▸ Data for this exercise

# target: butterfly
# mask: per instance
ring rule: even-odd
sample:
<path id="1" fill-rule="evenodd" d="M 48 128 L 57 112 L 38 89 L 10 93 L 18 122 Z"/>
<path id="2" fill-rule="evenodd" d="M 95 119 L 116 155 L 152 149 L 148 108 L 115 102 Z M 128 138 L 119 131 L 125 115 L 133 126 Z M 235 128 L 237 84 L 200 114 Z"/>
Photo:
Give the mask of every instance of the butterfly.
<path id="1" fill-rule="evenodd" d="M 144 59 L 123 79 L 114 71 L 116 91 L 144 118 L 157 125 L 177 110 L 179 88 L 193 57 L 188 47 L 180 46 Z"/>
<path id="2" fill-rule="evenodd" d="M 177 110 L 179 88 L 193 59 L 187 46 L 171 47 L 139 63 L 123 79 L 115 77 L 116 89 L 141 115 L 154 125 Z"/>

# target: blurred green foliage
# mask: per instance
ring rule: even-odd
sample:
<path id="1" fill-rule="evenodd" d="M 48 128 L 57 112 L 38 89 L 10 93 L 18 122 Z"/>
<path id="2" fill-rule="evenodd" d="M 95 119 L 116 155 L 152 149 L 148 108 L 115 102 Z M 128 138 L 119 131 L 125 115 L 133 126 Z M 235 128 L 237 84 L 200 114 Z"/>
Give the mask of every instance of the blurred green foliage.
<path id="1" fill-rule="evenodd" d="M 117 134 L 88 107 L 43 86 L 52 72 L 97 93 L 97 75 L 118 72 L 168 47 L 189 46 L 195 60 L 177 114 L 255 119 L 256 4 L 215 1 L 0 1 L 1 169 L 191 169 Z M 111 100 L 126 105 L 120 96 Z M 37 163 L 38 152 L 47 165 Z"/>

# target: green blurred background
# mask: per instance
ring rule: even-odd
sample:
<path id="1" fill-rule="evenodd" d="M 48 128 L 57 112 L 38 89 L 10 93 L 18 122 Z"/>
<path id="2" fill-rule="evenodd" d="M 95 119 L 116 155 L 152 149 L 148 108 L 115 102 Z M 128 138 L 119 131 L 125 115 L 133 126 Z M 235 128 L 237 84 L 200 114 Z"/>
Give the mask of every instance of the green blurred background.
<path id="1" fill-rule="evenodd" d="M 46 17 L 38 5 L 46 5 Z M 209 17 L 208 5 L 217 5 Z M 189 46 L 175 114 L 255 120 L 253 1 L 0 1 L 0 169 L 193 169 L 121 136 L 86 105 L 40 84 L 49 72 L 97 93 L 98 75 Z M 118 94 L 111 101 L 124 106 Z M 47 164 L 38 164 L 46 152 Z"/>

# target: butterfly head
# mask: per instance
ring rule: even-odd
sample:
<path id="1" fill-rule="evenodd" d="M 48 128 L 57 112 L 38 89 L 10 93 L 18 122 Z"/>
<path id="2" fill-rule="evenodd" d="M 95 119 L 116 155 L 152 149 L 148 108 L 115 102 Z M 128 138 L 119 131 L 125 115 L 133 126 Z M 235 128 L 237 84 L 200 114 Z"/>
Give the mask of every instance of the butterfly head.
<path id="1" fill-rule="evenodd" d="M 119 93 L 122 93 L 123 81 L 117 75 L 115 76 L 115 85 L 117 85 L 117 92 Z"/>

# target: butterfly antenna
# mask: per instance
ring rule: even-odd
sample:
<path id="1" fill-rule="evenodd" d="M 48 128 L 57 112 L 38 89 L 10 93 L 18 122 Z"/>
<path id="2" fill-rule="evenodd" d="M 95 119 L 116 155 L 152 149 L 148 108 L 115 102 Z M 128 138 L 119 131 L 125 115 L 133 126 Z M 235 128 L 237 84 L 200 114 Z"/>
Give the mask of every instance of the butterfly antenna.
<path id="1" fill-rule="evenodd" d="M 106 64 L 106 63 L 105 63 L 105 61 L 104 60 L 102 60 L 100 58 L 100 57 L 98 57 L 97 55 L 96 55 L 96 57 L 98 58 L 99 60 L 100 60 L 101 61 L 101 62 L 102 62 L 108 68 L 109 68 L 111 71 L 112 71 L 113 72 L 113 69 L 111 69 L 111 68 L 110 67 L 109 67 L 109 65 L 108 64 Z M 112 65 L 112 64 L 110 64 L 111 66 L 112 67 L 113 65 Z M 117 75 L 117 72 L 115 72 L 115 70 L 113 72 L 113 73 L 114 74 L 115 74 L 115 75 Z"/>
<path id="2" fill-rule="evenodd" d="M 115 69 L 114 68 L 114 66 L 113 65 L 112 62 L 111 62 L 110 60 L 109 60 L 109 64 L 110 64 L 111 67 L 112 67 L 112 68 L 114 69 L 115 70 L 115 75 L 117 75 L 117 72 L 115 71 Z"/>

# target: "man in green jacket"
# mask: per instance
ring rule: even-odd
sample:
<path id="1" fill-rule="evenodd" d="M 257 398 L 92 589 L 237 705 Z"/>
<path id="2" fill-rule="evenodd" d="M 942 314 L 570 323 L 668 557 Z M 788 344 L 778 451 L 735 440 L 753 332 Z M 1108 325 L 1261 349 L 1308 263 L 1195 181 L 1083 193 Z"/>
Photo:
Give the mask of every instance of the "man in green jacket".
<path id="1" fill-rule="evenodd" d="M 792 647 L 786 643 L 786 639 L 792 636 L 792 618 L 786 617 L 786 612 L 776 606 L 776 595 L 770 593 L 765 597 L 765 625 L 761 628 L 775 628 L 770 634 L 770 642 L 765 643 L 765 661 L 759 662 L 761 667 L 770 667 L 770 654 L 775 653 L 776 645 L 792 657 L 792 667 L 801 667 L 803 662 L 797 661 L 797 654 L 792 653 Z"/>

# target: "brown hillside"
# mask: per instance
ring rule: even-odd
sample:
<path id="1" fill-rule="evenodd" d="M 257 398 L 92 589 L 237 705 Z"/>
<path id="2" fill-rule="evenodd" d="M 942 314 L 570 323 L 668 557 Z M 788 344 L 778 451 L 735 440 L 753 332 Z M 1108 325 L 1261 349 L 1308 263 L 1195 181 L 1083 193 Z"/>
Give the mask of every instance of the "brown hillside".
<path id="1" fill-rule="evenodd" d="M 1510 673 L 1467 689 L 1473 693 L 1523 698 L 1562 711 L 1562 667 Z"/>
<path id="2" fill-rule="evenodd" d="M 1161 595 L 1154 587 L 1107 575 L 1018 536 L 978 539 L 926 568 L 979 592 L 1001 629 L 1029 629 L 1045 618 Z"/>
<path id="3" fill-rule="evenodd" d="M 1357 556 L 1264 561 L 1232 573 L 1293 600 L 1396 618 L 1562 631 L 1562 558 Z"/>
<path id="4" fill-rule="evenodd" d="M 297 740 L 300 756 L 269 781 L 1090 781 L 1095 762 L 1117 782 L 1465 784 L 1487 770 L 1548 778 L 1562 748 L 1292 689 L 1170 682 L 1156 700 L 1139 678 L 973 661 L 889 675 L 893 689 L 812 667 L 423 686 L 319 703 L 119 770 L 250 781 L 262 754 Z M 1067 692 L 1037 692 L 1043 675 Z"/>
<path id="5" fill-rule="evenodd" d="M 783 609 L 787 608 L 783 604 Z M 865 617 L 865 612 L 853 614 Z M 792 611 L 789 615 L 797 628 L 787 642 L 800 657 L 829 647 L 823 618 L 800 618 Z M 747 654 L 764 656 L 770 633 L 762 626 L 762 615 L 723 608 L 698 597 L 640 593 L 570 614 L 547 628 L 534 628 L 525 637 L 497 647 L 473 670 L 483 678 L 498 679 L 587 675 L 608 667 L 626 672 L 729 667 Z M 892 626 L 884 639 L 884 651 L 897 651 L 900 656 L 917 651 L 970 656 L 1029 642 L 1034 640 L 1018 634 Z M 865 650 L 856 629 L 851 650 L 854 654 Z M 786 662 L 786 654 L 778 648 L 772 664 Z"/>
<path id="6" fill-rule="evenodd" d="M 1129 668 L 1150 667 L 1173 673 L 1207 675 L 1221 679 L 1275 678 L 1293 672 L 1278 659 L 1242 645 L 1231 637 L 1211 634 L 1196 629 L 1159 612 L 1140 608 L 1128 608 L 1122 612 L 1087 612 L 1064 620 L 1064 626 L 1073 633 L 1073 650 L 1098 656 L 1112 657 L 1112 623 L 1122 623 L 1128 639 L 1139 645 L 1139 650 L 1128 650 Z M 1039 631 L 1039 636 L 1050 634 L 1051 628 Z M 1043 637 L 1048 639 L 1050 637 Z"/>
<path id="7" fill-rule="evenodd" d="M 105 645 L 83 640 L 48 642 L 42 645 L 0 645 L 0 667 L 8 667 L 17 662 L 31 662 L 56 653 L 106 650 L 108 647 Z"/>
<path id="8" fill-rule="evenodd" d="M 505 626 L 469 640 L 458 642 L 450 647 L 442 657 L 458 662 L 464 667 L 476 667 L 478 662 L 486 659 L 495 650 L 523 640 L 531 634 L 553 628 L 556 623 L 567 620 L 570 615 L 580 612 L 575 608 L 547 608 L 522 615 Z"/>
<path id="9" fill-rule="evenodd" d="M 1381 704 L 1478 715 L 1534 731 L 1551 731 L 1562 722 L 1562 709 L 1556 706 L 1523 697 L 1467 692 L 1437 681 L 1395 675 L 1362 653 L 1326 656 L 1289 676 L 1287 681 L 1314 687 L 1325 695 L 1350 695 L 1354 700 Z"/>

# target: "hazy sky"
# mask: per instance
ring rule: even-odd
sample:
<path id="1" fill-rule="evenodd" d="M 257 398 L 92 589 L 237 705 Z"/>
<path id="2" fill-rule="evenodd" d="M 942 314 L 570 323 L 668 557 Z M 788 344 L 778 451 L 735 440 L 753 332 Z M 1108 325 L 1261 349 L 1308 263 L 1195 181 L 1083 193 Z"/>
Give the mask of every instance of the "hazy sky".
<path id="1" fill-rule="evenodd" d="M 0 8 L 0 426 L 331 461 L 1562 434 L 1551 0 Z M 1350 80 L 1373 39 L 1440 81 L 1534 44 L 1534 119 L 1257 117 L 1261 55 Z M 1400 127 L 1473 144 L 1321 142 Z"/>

▸ Do this
Put the stretch from the start of the data through the line containing "144 59 L 123" into a numbered list, skipping any blank lines.

▸ Answer in full
1. # target: butterfly
2. # mask: per instance
3. ring rule: even-odd
4. sample:
5. <path id="1" fill-rule="evenodd" d="M 48 128 L 57 112 L 38 89 L 10 93 L 18 122 Z"/>
6. <path id="2" fill-rule="evenodd" d="M 95 119 L 116 155 L 152 149 L 148 108 L 115 102 Z M 128 138 L 119 131 L 125 115 L 133 126 Z M 235 128 L 237 84 L 200 114 Z"/>
7. Photo:
8. Give the mask of every instance of the butterfly.
9. <path id="1" fill-rule="evenodd" d="M 144 59 L 123 79 L 114 71 L 116 91 L 144 118 L 157 125 L 177 110 L 179 88 L 193 57 L 188 47 L 180 46 Z"/>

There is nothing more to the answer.